# THE INPUT
━━━━━━━━━━━━━━━━━━━━
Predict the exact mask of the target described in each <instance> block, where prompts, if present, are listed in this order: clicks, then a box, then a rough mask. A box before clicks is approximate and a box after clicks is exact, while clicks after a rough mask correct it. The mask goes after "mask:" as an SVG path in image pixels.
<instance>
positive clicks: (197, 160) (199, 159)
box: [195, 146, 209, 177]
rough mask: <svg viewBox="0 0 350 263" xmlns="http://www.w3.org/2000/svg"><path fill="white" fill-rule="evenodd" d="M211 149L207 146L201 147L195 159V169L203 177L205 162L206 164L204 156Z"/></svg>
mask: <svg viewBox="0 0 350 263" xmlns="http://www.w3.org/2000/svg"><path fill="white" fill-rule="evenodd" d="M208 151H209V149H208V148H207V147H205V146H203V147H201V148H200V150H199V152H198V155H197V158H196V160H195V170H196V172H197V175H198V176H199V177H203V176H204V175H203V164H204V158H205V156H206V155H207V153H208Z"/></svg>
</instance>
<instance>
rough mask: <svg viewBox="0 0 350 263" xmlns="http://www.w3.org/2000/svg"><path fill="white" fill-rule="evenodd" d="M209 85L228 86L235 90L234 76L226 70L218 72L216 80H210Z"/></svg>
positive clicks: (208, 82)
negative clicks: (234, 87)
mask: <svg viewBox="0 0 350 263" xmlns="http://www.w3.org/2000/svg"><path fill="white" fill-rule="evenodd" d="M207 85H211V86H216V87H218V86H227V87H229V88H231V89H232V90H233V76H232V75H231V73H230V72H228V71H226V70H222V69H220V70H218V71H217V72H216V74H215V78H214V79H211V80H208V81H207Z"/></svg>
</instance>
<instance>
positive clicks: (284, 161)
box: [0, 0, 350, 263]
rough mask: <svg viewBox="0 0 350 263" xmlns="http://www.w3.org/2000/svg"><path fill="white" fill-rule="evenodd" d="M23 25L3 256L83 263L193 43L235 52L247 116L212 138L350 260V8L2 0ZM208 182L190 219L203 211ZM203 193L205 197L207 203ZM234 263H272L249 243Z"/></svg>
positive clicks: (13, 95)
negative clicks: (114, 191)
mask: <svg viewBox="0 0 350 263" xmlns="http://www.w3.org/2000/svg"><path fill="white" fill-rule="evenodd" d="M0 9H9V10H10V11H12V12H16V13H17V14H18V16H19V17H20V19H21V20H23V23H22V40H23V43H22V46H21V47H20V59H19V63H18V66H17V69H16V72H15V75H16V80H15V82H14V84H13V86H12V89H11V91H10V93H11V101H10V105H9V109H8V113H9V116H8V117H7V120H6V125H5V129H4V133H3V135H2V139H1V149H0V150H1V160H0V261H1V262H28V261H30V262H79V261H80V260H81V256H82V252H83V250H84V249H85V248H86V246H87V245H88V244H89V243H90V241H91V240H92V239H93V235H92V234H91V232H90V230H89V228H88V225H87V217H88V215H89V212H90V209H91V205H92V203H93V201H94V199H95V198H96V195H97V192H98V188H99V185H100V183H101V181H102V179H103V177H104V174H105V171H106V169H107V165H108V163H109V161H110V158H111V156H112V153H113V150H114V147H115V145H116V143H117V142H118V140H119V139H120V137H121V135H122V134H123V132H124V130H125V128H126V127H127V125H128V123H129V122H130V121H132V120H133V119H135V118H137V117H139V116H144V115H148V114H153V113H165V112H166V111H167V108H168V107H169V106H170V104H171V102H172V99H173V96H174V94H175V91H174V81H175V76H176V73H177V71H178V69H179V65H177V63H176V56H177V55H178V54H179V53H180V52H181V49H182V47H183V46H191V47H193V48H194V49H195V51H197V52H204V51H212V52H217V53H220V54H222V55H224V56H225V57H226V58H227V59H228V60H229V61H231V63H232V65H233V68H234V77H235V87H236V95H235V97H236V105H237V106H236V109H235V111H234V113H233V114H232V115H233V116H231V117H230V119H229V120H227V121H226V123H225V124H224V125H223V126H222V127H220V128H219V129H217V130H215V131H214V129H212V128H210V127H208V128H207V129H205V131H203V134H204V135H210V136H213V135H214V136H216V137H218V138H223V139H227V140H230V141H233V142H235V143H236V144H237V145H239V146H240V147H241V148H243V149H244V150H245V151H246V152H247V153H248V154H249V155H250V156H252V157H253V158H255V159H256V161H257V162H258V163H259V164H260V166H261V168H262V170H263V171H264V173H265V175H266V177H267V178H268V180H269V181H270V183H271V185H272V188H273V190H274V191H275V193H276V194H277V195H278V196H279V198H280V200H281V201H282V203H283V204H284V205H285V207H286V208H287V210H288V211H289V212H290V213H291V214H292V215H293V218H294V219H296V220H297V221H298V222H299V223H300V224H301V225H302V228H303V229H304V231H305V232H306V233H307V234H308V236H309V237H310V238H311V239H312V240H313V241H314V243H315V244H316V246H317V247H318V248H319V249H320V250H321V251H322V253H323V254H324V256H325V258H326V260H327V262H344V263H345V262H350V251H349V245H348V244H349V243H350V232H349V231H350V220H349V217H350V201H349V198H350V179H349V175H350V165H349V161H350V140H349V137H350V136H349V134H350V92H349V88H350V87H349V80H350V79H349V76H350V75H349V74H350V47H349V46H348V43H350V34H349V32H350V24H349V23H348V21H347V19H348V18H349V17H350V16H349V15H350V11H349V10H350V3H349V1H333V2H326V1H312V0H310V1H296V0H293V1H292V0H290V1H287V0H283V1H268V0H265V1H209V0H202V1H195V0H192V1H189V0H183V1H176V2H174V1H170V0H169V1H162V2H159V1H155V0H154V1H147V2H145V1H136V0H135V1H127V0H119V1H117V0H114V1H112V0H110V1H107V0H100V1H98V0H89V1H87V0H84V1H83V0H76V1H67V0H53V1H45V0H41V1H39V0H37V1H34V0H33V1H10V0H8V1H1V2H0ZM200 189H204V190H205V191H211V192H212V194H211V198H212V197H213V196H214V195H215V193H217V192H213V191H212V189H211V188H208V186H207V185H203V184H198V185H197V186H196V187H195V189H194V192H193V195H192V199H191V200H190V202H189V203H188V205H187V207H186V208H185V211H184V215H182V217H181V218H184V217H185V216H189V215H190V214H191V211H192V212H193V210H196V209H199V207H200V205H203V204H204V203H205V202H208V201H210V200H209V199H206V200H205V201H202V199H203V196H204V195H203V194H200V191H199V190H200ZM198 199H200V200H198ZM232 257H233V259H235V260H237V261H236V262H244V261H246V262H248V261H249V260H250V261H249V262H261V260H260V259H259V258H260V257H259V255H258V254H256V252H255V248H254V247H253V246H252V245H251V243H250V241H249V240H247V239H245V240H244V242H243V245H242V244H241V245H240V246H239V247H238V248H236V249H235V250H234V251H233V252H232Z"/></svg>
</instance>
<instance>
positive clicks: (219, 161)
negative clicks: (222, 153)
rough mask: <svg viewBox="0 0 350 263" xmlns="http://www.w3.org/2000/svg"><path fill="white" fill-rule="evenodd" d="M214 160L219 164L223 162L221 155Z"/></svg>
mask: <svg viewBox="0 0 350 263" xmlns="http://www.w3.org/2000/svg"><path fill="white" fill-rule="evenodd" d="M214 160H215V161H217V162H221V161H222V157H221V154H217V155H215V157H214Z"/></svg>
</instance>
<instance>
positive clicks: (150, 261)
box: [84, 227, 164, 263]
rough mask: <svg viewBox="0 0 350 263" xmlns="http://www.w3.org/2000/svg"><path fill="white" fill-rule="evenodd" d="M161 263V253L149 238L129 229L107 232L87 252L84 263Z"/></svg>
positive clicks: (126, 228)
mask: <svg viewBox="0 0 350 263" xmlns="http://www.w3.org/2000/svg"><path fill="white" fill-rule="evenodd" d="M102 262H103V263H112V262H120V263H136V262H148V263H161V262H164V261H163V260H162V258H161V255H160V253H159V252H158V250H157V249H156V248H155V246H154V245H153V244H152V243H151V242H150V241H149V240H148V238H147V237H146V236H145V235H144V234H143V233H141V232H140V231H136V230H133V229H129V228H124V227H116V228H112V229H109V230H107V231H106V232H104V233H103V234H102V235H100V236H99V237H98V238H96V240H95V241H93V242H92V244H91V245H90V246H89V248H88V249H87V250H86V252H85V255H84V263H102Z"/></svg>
━━━━━━━━━━━━━━━━━━━━
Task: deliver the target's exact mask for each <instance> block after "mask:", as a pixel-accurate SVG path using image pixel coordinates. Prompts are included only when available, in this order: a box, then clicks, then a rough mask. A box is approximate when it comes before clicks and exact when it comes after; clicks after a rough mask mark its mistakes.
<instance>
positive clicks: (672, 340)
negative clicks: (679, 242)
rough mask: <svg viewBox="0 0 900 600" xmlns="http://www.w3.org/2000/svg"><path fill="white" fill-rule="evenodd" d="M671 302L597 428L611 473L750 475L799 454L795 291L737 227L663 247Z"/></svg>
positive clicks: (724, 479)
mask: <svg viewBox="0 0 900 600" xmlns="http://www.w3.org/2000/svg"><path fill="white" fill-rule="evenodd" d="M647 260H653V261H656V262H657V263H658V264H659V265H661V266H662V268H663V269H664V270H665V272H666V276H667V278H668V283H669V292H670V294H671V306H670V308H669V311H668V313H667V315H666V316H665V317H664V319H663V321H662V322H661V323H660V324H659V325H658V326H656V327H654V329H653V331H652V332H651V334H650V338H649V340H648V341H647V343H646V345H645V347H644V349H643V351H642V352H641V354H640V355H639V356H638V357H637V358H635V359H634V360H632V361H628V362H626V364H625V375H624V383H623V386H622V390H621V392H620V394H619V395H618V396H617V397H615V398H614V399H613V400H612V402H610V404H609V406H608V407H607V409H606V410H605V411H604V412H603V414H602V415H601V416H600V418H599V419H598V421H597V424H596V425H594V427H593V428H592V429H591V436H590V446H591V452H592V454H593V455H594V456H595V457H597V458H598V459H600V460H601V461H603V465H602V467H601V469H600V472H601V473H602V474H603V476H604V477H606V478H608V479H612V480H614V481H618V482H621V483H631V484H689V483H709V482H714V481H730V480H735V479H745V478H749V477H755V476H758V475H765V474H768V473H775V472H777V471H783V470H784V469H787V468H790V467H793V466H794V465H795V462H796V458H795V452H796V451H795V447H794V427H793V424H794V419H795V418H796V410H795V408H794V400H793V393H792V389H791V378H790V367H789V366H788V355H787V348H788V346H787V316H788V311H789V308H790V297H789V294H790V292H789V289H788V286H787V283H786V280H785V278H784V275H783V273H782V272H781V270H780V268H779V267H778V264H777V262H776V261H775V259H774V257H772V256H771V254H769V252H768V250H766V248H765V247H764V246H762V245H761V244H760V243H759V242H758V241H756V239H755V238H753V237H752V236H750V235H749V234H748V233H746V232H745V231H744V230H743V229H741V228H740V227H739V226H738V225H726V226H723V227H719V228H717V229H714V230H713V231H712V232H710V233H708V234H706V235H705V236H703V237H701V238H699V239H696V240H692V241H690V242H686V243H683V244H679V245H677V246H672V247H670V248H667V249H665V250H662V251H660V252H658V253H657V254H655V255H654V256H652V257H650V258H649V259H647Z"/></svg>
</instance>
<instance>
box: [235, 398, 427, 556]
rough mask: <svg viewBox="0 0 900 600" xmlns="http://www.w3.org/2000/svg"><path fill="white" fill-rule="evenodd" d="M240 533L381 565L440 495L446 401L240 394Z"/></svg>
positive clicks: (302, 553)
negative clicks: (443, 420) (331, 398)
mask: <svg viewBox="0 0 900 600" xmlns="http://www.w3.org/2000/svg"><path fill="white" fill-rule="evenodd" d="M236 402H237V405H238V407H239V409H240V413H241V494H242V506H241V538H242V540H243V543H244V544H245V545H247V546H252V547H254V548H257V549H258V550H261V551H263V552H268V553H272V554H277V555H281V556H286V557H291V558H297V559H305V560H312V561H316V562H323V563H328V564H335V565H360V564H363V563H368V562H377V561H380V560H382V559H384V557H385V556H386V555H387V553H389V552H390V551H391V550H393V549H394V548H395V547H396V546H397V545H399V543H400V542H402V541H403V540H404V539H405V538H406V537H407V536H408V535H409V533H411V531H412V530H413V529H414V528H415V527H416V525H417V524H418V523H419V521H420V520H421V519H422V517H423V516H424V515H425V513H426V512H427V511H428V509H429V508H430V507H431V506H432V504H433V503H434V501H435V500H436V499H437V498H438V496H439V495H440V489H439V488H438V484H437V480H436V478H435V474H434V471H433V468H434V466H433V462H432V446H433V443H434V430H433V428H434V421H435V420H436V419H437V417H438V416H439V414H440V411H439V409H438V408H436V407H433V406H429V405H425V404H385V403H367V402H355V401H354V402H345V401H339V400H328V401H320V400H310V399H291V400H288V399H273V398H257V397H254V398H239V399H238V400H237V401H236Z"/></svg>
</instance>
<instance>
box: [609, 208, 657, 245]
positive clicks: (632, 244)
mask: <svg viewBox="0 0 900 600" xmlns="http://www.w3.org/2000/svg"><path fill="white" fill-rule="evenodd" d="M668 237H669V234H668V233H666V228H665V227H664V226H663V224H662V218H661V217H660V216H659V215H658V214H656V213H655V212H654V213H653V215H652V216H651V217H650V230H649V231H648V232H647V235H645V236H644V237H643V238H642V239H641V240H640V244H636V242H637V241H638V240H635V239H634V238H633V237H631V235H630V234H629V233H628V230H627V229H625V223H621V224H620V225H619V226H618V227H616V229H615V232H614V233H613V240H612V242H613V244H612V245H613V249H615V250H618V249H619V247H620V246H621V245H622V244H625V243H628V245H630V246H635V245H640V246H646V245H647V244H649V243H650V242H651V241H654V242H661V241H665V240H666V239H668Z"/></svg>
━━━━━━━━━━━━━━━━━━━━
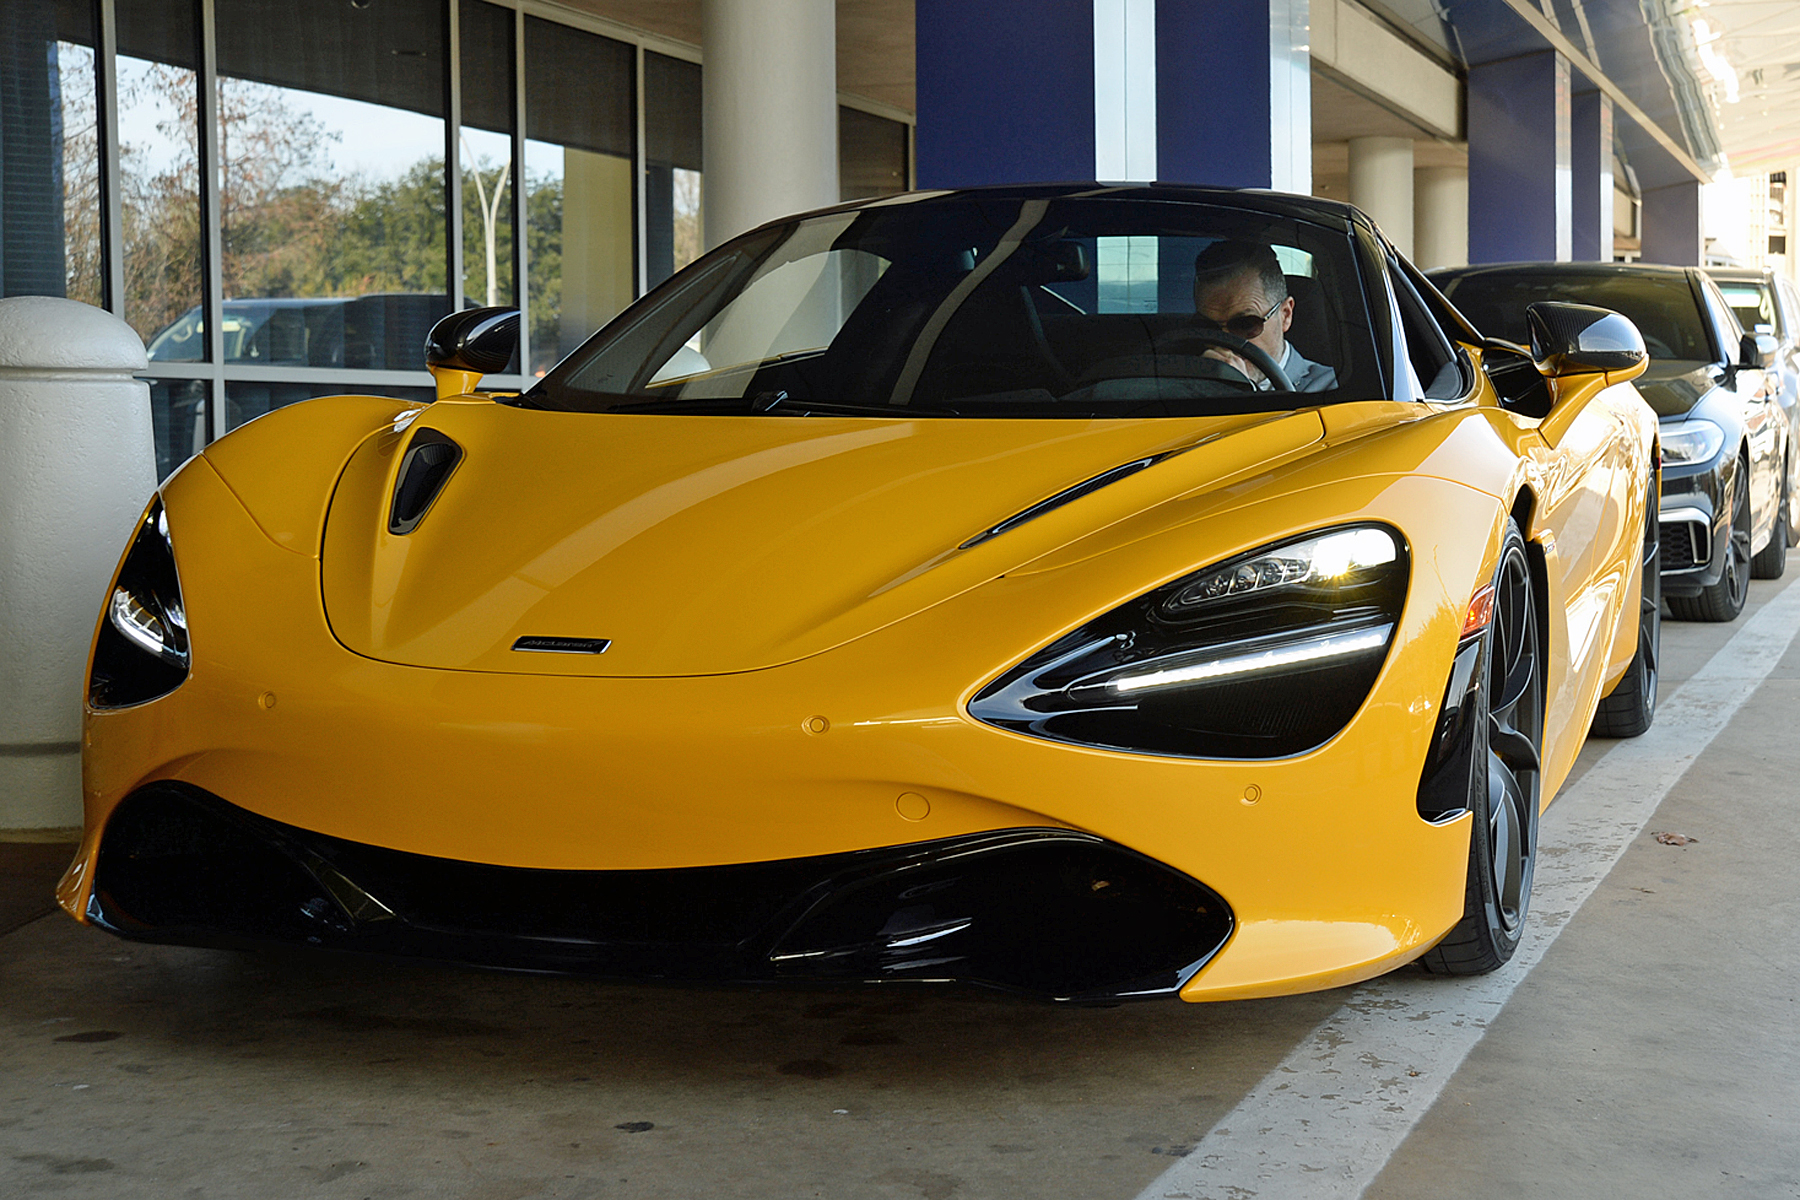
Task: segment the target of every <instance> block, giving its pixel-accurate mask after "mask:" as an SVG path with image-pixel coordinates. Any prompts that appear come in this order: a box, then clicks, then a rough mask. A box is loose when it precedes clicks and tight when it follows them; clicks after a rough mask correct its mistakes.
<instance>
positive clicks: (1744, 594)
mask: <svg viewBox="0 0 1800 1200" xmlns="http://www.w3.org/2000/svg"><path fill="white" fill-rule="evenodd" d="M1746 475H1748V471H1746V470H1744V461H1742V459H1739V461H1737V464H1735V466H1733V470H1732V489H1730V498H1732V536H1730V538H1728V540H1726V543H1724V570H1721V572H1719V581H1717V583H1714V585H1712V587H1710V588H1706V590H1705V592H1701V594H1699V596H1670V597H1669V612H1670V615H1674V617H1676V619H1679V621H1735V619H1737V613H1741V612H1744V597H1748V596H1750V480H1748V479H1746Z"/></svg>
━━━━━━━━━━━━━━━━━━━━
# EXERCISE AIM
From the records above, copy only the lines starting with the line that holds "25L3 256L83 263L193" and going on through the line that holds "positive clicks: (13, 95)", exactly as written.

# EXERCISE SOLUTION
rough mask: <svg viewBox="0 0 350 263" xmlns="http://www.w3.org/2000/svg"><path fill="white" fill-rule="evenodd" d="M23 25L3 256L83 263L193 43L235 52L247 116L212 138L350 260V8L2 0ZM208 182L190 219L203 211ZM203 193L205 197L207 203ZM234 263H272L249 243Z"/></svg>
positive clicks: (13, 95)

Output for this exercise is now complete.